▶ Task objective: Edit the records below by replacing "mottled stone surface" with "speckled rock surface" and leaving every other line unchanged.

(Raw records)
--- begin ---
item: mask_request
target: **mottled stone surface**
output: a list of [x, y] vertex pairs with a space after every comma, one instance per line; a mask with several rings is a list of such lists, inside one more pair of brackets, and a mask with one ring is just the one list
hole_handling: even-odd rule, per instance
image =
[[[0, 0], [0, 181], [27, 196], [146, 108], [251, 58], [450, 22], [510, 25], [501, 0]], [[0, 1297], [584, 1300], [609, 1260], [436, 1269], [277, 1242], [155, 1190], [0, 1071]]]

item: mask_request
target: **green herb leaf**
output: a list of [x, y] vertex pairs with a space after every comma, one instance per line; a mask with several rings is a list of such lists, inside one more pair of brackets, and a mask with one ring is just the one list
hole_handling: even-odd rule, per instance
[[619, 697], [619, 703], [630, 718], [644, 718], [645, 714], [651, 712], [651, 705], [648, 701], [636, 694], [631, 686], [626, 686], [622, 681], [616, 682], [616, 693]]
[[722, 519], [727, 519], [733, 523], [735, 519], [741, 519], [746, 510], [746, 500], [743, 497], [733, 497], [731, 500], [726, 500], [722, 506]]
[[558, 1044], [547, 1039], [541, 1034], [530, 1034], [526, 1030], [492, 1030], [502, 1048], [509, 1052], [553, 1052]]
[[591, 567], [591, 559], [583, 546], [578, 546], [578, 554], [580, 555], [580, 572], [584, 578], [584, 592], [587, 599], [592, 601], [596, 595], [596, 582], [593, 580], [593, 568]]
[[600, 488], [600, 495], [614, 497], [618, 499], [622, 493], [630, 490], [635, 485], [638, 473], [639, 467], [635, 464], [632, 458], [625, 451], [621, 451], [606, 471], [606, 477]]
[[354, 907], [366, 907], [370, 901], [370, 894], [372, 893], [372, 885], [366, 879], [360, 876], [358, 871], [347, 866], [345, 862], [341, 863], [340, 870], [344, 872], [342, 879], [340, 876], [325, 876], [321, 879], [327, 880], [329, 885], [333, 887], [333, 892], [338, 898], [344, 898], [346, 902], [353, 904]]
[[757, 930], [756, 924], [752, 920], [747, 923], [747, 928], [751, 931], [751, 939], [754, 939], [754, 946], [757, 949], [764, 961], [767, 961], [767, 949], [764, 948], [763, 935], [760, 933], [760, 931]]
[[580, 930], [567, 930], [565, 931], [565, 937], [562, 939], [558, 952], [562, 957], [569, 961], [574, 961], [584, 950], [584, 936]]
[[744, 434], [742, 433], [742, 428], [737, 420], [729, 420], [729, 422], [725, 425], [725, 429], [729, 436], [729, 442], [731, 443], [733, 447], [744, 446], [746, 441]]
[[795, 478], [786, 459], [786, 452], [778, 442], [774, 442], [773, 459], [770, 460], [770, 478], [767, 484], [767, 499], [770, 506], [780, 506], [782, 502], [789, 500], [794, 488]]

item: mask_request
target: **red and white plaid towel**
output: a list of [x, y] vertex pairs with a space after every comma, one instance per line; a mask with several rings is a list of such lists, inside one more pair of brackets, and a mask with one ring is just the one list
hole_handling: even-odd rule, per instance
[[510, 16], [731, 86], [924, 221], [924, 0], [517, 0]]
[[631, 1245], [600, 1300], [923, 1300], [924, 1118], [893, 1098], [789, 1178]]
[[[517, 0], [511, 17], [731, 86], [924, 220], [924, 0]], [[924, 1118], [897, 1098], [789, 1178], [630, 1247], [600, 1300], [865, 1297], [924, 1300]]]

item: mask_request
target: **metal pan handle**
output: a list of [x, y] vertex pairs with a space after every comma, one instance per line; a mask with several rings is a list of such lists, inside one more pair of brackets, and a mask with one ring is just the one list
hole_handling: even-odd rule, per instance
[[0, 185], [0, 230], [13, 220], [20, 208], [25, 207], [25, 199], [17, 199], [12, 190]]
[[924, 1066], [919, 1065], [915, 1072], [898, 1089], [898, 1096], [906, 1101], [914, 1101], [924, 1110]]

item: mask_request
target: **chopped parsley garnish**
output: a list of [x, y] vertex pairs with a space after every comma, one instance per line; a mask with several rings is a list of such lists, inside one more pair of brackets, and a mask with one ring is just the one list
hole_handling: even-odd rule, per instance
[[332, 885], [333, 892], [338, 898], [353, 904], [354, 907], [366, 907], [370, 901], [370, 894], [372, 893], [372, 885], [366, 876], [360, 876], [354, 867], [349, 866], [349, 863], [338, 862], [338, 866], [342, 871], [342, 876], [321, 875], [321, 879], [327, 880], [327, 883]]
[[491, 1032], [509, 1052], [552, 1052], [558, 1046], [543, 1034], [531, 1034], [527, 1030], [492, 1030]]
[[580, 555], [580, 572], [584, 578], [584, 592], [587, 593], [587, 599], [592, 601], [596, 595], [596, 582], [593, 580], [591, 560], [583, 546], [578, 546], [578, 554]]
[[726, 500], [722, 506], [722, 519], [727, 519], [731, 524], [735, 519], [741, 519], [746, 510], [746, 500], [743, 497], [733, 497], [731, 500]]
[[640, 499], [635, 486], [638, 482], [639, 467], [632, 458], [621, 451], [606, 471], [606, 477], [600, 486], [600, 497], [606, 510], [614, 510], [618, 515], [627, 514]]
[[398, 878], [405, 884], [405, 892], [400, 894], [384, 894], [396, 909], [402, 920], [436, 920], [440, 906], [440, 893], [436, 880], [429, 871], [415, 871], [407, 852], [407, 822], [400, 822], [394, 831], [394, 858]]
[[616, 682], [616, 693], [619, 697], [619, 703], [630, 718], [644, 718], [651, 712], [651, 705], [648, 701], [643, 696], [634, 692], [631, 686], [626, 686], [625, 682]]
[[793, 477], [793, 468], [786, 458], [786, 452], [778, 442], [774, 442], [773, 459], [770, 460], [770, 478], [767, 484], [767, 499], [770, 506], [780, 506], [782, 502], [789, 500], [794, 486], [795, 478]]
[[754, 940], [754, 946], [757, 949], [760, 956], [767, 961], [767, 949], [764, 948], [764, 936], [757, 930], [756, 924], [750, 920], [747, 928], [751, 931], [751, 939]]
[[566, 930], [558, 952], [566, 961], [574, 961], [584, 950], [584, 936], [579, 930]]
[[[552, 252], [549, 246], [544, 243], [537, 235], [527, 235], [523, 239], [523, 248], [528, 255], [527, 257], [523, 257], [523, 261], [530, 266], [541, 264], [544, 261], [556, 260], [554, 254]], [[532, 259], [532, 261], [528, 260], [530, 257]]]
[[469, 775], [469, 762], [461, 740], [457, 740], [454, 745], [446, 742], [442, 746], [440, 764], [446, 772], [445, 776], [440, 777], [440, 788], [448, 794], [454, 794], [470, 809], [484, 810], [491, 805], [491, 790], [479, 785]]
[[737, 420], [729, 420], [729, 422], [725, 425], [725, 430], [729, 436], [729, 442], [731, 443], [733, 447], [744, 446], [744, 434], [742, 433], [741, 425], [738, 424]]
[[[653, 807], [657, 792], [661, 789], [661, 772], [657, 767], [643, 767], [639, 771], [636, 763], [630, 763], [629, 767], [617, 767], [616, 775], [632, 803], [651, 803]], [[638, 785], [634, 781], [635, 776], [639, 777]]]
--- end ---
▶ Answer for this exercise:
item: mask_request
target: **speckled rock surface**
output: a list of [x, y] vertex pairs with a space after every comma, one instance per line; a mask with several rings is a list of such lists, inside one more pair of brackets, and a mask with one ring is just the one list
hole_handling: even-odd rule, per instance
image =
[[[0, 0], [0, 181], [27, 196], [146, 108], [251, 58], [450, 22], [510, 25], [501, 0]], [[0, 1297], [584, 1300], [609, 1260], [436, 1269], [277, 1242], [155, 1190], [0, 1071]]]

item: mask_request
target: **green herb leaf**
output: a list of [x, y] vertex pairs with a space after every comma, one instance per line; a mask with several rings is a list of such lists, inside one more pair of brackets, and a mask with one ring is just the one list
hole_handling: even-odd rule, per instance
[[619, 697], [619, 703], [630, 718], [644, 718], [645, 714], [651, 712], [651, 705], [648, 701], [636, 694], [631, 686], [626, 686], [622, 681], [616, 682], [616, 693]]
[[722, 519], [727, 519], [733, 523], [735, 519], [741, 519], [746, 510], [746, 500], [743, 497], [733, 497], [731, 500], [726, 500], [722, 506]]
[[558, 1044], [547, 1039], [541, 1034], [530, 1034], [526, 1030], [492, 1030], [502, 1048], [509, 1052], [553, 1052]]
[[591, 567], [591, 559], [583, 546], [578, 546], [578, 554], [580, 555], [580, 572], [584, 578], [584, 592], [587, 599], [592, 601], [596, 595], [596, 582], [593, 580], [593, 568]]
[[600, 488], [600, 495], [614, 497], [618, 499], [622, 493], [630, 490], [635, 485], [638, 473], [639, 467], [635, 464], [632, 458], [625, 451], [621, 451], [606, 471], [606, 477]]
[[354, 907], [366, 907], [370, 901], [370, 894], [372, 893], [372, 885], [366, 879], [360, 876], [358, 871], [347, 866], [345, 862], [341, 863], [340, 870], [344, 872], [342, 879], [340, 876], [325, 876], [321, 879], [327, 880], [329, 885], [333, 887], [333, 892], [338, 898], [344, 898], [346, 902], [353, 904]]
[[757, 930], [756, 924], [752, 920], [747, 923], [747, 928], [751, 931], [751, 939], [754, 939], [754, 946], [757, 949], [764, 961], [767, 961], [767, 949], [764, 948], [763, 935], [760, 933], [760, 931]]
[[580, 930], [567, 930], [565, 931], [565, 937], [562, 939], [558, 952], [562, 957], [569, 961], [574, 961], [584, 950], [584, 936]]
[[744, 434], [742, 433], [742, 428], [737, 420], [729, 420], [729, 422], [725, 425], [725, 429], [729, 436], [729, 442], [731, 443], [733, 447], [744, 446], [746, 441]]
[[795, 478], [786, 459], [786, 452], [778, 442], [774, 442], [773, 459], [770, 460], [770, 478], [767, 484], [767, 499], [770, 506], [780, 506], [782, 502], [789, 500], [794, 488]]

item: mask_request
target: **red and white plaid towel**
output: a list of [x, y] vertex pairs with a space after every comma, one instance per line; a mask with several rings is a list of such lists, inside one more pair of brackets, and a mask with one ring is just the one list
hole_handling: even-odd rule, per instance
[[510, 16], [731, 86], [924, 221], [924, 0], [517, 0]]
[[631, 1245], [600, 1300], [923, 1300], [924, 1118], [893, 1098], [789, 1178]]
[[[517, 0], [511, 17], [731, 86], [924, 220], [924, 0]], [[924, 1118], [897, 1098], [789, 1178], [630, 1247], [600, 1300], [865, 1297], [924, 1300]]]

item: mask_request
target: **metal pan handle**
output: a list of [x, y] vertex pairs with a space after every comma, one instance per line; a mask with several rings is a list of such lists, inside one more pair of brackets, and a mask with one ring is just the one list
hole_handling: even-odd rule, per instance
[[0, 185], [0, 230], [13, 220], [20, 208], [25, 207], [25, 199], [17, 199], [12, 190]]
[[924, 1066], [919, 1065], [915, 1072], [898, 1089], [898, 1096], [906, 1101], [914, 1101], [924, 1110]]

item: mask_request
target: **chopped parsley garnish**
output: a list of [x, y] vertex pairs with a space after every comma, one instance per line; a mask with several rings is a list of such lists, inside one more pair of brackets, and a mask with one ring is just the one list
hole_handling: even-odd rule, per instance
[[332, 885], [333, 892], [338, 898], [353, 904], [354, 907], [366, 907], [370, 901], [370, 894], [372, 893], [372, 885], [366, 876], [360, 876], [354, 867], [349, 866], [349, 863], [338, 862], [338, 866], [342, 871], [342, 876], [321, 875], [321, 879], [327, 880], [327, 883]]
[[491, 1032], [509, 1052], [552, 1052], [558, 1046], [543, 1034], [531, 1034], [527, 1030], [492, 1030]]
[[580, 555], [580, 572], [584, 578], [584, 592], [587, 593], [587, 599], [592, 601], [596, 595], [596, 582], [593, 580], [591, 560], [583, 546], [578, 546], [578, 554]]
[[726, 500], [722, 506], [722, 519], [727, 519], [731, 524], [735, 519], [741, 519], [746, 510], [746, 500], [743, 497], [733, 497], [731, 500]]
[[640, 499], [635, 486], [638, 482], [639, 467], [632, 458], [621, 451], [606, 471], [606, 477], [600, 486], [600, 497], [606, 510], [614, 510], [618, 515], [627, 514]]
[[398, 878], [405, 884], [405, 892], [400, 894], [384, 894], [396, 909], [402, 920], [436, 920], [440, 906], [440, 893], [436, 880], [429, 871], [415, 871], [407, 852], [407, 822], [400, 822], [394, 831], [394, 858]]
[[616, 682], [616, 693], [619, 697], [619, 703], [630, 718], [644, 718], [651, 712], [651, 705], [648, 701], [643, 696], [634, 692], [631, 686], [626, 686], [625, 682]]
[[793, 477], [793, 468], [786, 458], [786, 452], [778, 442], [774, 442], [773, 459], [770, 460], [770, 478], [767, 484], [767, 499], [770, 506], [780, 506], [782, 502], [789, 500], [794, 486], [795, 478]]
[[754, 940], [754, 946], [757, 949], [760, 956], [767, 961], [767, 949], [764, 948], [764, 936], [757, 930], [756, 924], [750, 920], [747, 928], [751, 931], [751, 939]]
[[566, 930], [558, 952], [566, 961], [574, 961], [584, 950], [584, 936], [579, 930]]
[[[552, 252], [549, 246], [544, 243], [537, 235], [527, 235], [523, 239], [523, 248], [528, 255], [527, 257], [523, 257], [523, 261], [530, 266], [541, 264], [544, 261], [556, 260], [554, 254]], [[532, 259], [532, 261], [528, 260], [530, 257]]]
[[469, 775], [469, 762], [461, 740], [457, 740], [454, 745], [446, 742], [442, 746], [440, 764], [446, 772], [445, 776], [440, 777], [440, 788], [448, 794], [454, 794], [470, 809], [484, 810], [491, 805], [491, 790], [479, 785]]
[[737, 420], [729, 420], [729, 422], [725, 425], [725, 430], [729, 436], [729, 442], [731, 443], [733, 447], [744, 446], [744, 434], [742, 433], [741, 425], [738, 424]]
[[[653, 807], [657, 792], [661, 789], [661, 772], [657, 767], [643, 767], [639, 771], [636, 763], [630, 763], [629, 767], [617, 767], [616, 775], [632, 803], [651, 803]], [[638, 785], [634, 781], [635, 776], [639, 777]]]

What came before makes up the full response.